• [Given records]

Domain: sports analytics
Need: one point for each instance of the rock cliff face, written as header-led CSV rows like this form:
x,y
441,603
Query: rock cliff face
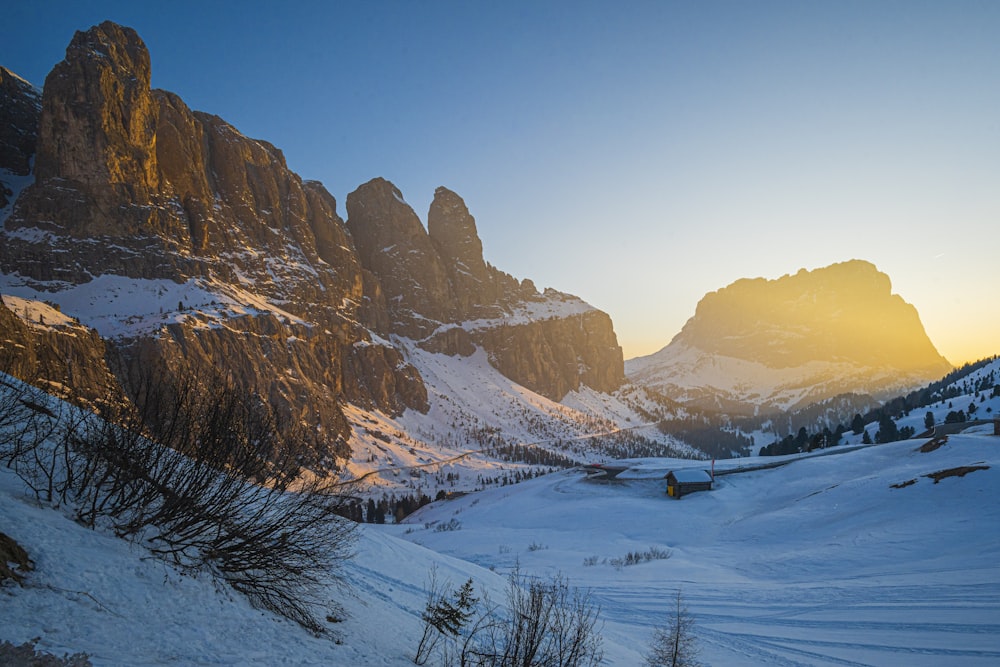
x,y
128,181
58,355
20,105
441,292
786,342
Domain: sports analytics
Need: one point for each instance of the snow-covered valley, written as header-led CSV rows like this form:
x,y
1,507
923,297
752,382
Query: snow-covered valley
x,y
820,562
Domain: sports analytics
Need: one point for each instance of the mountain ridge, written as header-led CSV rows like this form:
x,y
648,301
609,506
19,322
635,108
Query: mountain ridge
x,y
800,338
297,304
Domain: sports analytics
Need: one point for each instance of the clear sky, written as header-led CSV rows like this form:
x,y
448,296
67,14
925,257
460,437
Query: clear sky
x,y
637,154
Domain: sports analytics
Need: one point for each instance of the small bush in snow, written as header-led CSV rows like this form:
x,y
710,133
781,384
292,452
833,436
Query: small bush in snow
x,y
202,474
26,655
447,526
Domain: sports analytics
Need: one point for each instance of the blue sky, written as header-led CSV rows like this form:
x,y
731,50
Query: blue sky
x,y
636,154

• [Required action]
The copy must match each record exactly, apart from the images, which stay out.

• [Response]
Domain: sports analytics
Need: one point for each instance of the rock cliff face, written as header-led CSV rows like this form:
x,y
441,603
Query: rock cliff face
x,y
128,181
58,355
20,105
441,292
786,342
Domain: sports analytics
Need: one point for each instance of the snow-covered valley, written as header-led CSV rows like this form:
x,y
1,507
923,297
752,382
Query: snow-covered valley
x,y
820,562
Domain: sports analytics
Need: one point for each instance of the mountain ridge, written as header-led CSV rows like this form:
x,y
648,301
609,506
19,322
635,108
Query: mountain ridge
x,y
800,338
297,304
Domain: sports analytics
Need: one point for each instance of the clear sky, written as header-led CSV rows like this form:
x,y
448,296
67,14
925,257
460,437
Query: clear sky
x,y
637,154
Domain: sports analytics
Need: one point for each instance of the small bush in snow, written as header-led CSV rows like this form:
x,y
710,133
781,384
292,452
833,436
Query: small bush in snow
x,y
202,474
26,655
447,526
Domain: sports analytics
Need: one point for each instance of the blue sky, written as header-led CSV rows like this form:
x,y
731,50
Query: blue sky
x,y
636,154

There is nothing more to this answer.